> What is being asked
Will you print every entry below verbatim, leaving out the pictures?

> Point annotations for photos
◆ ◆ ◆
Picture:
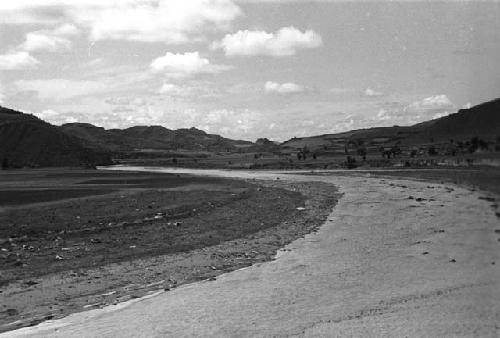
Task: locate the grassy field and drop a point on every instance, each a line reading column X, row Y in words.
column 482, row 178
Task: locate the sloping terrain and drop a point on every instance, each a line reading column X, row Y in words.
column 481, row 121
column 26, row 141
column 151, row 137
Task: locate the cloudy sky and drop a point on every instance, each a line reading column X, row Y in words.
column 247, row 69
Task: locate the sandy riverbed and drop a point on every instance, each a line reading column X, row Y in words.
column 384, row 264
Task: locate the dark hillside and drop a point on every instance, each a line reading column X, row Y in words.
column 26, row 141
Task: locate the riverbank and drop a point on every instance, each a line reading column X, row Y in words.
column 383, row 264
column 232, row 224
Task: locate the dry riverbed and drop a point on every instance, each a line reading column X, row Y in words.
column 111, row 237
column 395, row 258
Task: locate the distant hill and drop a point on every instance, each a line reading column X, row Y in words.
column 481, row 121
column 151, row 137
column 28, row 141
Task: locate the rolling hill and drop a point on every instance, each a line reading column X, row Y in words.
column 481, row 121
column 26, row 141
column 152, row 138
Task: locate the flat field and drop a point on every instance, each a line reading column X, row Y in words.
column 73, row 239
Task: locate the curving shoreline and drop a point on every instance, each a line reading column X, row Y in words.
column 383, row 264
column 121, row 282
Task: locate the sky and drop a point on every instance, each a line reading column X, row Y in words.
column 251, row 68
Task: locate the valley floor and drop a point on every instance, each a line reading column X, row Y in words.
column 396, row 257
column 74, row 240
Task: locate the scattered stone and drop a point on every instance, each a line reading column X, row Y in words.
column 12, row 312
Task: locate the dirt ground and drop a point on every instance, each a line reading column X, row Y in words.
column 73, row 240
column 395, row 258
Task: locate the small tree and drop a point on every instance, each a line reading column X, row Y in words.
column 432, row 151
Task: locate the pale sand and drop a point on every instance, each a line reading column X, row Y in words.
column 363, row 274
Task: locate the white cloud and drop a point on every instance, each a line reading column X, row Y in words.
column 284, row 42
column 60, row 89
column 169, row 21
column 50, row 40
column 283, row 88
column 432, row 102
column 371, row 92
column 2, row 95
column 17, row 60
column 184, row 65
column 174, row 90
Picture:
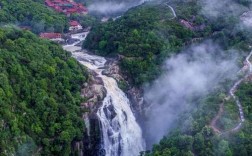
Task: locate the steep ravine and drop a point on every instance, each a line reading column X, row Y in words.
column 121, row 134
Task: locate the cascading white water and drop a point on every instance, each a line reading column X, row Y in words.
column 122, row 136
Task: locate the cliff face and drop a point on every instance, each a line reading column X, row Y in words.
column 94, row 92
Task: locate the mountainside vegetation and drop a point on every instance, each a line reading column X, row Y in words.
column 146, row 35
column 39, row 96
column 33, row 14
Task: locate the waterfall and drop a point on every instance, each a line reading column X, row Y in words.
column 122, row 136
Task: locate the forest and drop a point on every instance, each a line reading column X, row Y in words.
column 40, row 98
column 145, row 36
column 148, row 34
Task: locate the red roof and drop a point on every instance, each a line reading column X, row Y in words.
column 50, row 35
column 66, row 6
column 74, row 23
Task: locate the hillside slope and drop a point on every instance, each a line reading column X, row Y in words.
column 39, row 96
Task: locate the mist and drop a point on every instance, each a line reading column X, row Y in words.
column 194, row 72
column 216, row 8
column 112, row 7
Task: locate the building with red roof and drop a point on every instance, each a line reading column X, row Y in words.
column 50, row 35
column 74, row 26
column 66, row 6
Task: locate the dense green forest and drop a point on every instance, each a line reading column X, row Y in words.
column 39, row 96
column 32, row 13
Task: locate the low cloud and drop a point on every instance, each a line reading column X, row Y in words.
column 216, row 8
column 112, row 7
column 194, row 72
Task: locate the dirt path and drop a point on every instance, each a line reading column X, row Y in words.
column 247, row 68
column 216, row 118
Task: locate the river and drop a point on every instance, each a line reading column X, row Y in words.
column 122, row 135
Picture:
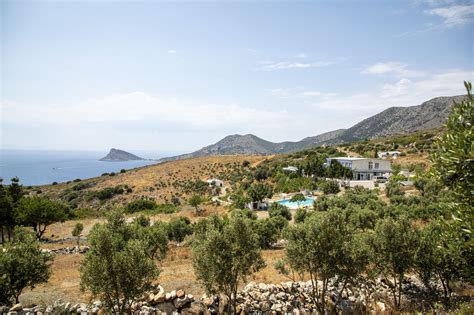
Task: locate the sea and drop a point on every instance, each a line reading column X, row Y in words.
column 42, row 167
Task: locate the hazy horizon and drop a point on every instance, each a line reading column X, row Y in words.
column 177, row 76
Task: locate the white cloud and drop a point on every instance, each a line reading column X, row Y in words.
column 141, row 108
column 394, row 68
column 455, row 15
column 403, row 92
column 301, row 55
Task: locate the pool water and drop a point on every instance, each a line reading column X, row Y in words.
column 307, row 203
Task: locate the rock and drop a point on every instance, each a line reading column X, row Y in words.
column 173, row 294
column 67, row 306
column 208, row 300
column 16, row 308
column 181, row 302
column 263, row 287
column 166, row 307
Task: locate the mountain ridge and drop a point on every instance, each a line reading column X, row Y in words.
column 116, row 155
column 391, row 121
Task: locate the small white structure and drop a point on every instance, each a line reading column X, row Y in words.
column 386, row 154
column 215, row 182
column 291, row 169
column 364, row 168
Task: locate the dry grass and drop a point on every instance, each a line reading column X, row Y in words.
column 155, row 181
column 177, row 273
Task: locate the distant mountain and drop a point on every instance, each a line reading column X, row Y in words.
column 119, row 155
column 401, row 120
column 392, row 121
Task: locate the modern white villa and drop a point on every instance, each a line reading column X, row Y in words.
column 290, row 169
column 386, row 154
column 364, row 168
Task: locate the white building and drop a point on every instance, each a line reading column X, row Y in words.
column 215, row 182
column 386, row 154
column 291, row 169
column 364, row 168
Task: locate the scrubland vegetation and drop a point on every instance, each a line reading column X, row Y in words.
column 351, row 238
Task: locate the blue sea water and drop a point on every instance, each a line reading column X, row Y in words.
column 41, row 167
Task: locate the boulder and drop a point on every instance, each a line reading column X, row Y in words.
column 16, row 308
column 181, row 302
column 166, row 307
column 195, row 308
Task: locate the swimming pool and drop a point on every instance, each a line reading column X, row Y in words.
column 294, row 205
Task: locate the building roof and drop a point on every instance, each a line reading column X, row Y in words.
column 347, row 158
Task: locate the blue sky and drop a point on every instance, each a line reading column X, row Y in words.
column 157, row 75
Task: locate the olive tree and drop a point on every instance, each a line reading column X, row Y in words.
column 76, row 232
column 195, row 202
column 440, row 257
column 277, row 209
column 453, row 156
column 259, row 191
column 298, row 198
column 22, row 265
column 120, row 265
column 325, row 247
column 225, row 255
column 394, row 245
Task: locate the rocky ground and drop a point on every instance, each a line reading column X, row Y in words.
column 284, row 298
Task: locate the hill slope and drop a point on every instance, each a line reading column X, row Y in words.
column 401, row 120
column 120, row 155
column 392, row 121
◆ ◆ ◆
> Task answer
Picture:
Task: locate the grassy field and drop a point on every instance, each a line reading column X, row Y in words.
column 482, row 178
Task: locate the sloping terrain and drop a point on every instance, each a line reading column X, row Y in words.
column 481, row 121
column 26, row 141
column 151, row 137
Task: locate the cloudy sky and drop a point on every instance, each a line reading column X, row Y in words.
column 247, row 69
Task: locate the sandy riverbed and drop a point on every instance, each a line reading column X, row Y in words.
column 384, row 264
Task: locate the dark hillside and drop a point on every instance, each a line reading column X, row Y in words.
column 26, row 141
Task: locate the riverbank and drop a point on every instance, each a line reading column X, row Y in words.
column 383, row 264
column 232, row 224
Task: locate the dry riverbed and drop a point on every instance, each a line reading column X, row Y in words.
column 111, row 237
column 395, row 258
Task: locate the distant hill and drop a point on every instance, each a line reading column X, row Y in words.
column 481, row 121
column 151, row 137
column 28, row 141
Task: locate the rolling hill and drop a point on every instance, each a line reading column X, row Y in words.
column 481, row 121
column 26, row 141
column 152, row 138
Task: locate the flat field and drop a point on every instance, each a line reading column X, row Y in words.
column 73, row 239
Task: locate the curving shoreline and drop a point on every instance, each a line reading column X, row Y in words.
column 383, row 264
column 121, row 282
Task: locate the sky and drop a point on every instance, each a line reading column X, row Y in words.
column 251, row 68
Task: locate the valley floor and drop a point on every instance, each a line reading column X, row Y in words.
column 396, row 257
column 74, row 240
Task: locate the scattered stone and drop a point on every instance, each a line reading column X, row Y in words.
column 12, row 312
Task: locate the dirt ground and drop a point on every instance, each a line reading column X, row Y in words.
column 73, row 240
column 395, row 258
Task: locate the small tree and drop a point on every instance, each a line reading column X, row Y in words.
column 432, row 151
Task: locate the pale sand and drop a point on every instance, each a line reading column X, row Y in words.
column 363, row 274
Task: locate the white cloud and drop a point on every instance, each a line reading column X, row Y in words.
column 284, row 42
column 60, row 89
column 169, row 21
column 50, row 40
column 283, row 88
column 432, row 102
column 371, row 92
column 2, row 95
column 17, row 60
column 184, row 65
column 174, row 90
Picture:
Task: locate the steep ravine and drop a point on every instance, each a line reading column X, row Y in words.
column 121, row 134
Task: locate the cascading white water and drop a point on every instance, each a line reading column X, row Y in words.
column 122, row 136
Task: locate the cliff face and drop a point on every instance, each a line reading column X, row Y in words.
column 94, row 92
Task: locate the mountainside vegetation and drop a point on every instance, each a line reading column X, row Y in words.
column 146, row 35
column 39, row 96
column 33, row 14
Task: locate the waterfall and drop a point on every instance, each a line reading column X, row Y in words.
column 122, row 136
Task: locate the forest and drop a point on every instance, each a line reading column X, row Y in words.
column 40, row 98
column 145, row 36
column 148, row 34
Task: locate the red roof and drop a point on every instance, each a line reading column X, row Y in words.
column 50, row 35
column 66, row 6
column 74, row 23
Task: locate the hillside slope and drop a point on every instance, each a line reading column X, row Y in words.
column 39, row 96
Task: locate the mist and drop a point on every instance, each a line reading column X, row Y in words.
column 194, row 72
column 216, row 8
column 112, row 7
Task: locate the building with red roof and drop a point on every instance, each a line reading column X, row Y in words.
column 50, row 35
column 74, row 26
column 66, row 6
Task: locate the dense green forest and drop a point on every instance, each a line reading column X, row Y in words.
column 39, row 96
column 32, row 13
Task: locate the low cloud and drop a point on every instance, each a line reading column X, row Y in words.
column 216, row 8
column 112, row 7
column 194, row 72
Task: locate the dirt path and drop a point on every instance, each a line reading column X, row Y in words.
column 247, row 68
column 216, row 118
Task: locate the river and drop a point on every instance, each a line reading column X, row Y in words.
column 122, row 135
Picture:
Task: locate the sea and drop a point on every instance, each a line reading column X, row Y in words.
column 42, row 167
Task: locate the hazy horizon and drop a point on every instance, each a line reading column X, row Y in words.
column 177, row 76
Task: locate the white cloud and drop a point on every instance, each a line reading column X, row Y in words.
column 141, row 108
column 394, row 68
column 455, row 15
column 403, row 92
column 301, row 55
Task: locate the pool water and drop a point on every instance, each a line reading column X, row Y in words.
column 307, row 203
Task: locate the rock and drop a point on every instance, each a line reading column X, row Y in words.
column 173, row 294
column 67, row 306
column 208, row 300
column 16, row 308
column 181, row 302
column 263, row 287
column 166, row 307
Task: locate the mountain ridge and drop a point on every instance, each a line reading column X, row Y in words.
column 116, row 155
column 391, row 121
Task: locate the small white structure and drop a point on every instance, each a line reading column X, row Y in words.
column 386, row 154
column 215, row 182
column 291, row 169
column 364, row 168
Task: locate the dry grass and drop a point on every instance, each a line reading column X, row Y in words.
column 155, row 181
column 177, row 273
Task: locate the distant mountain and drop a point on every instance, each a line reading column X, row Y in words.
column 119, row 155
column 401, row 120
column 392, row 121
Task: locate the modern white villa and drop a point on every instance, each a line reading column X, row Y in words.
column 290, row 169
column 386, row 154
column 364, row 168
Task: locate the white building and drop a point on every instance, each a line reading column X, row Y in words.
column 215, row 182
column 386, row 154
column 291, row 169
column 364, row 168
Task: locate the scrubland vegetation and drop a point on every instance, each a line reading column X, row Y in words.
column 351, row 238
Task: locate the blue sea water and drop a point on every instance, each a line reading column X, row Y in words.
column 41, row 167
Task: locate the boulder and drop a point on every instance, each a line reading column X, row Y in words.
column 16, row 308
column 181, row 302
column 166, row 307
column 195, row 308
Task: locate the swimming pool and drop a point on every instance, each a line reading column X, row Y in words.
column 294, row 205
Task: locate the building roof and drop a point on every instance, each a line reading column X, row Y in words.
column 347, row 158
Task: locate the blue sky and drop a point on every instance, each a line reading column X, row Y in words.
column 157, row 75
Task: locate the olive tree and drop a point on every instance, each a line reading column X, row Y in words.
column 76, row 232
column 195, row 202
column 440, row 257
column 277, row 209
column 453, row 156
column 259, row 191
column 298, row 198
column 22, row 265
column 120, row 265
column 325, row 247
column 225, row 255
column 394, row 245
Task: locate the rocky ground and drop a point on every instance, each a line reading column X, row Y in words.
column 284, row 298
Task: locate the hill slope and drop a point on every instance, each a line reading column X, row Y in words.
column 401, row 120
column 120, row 155
column 392, row 121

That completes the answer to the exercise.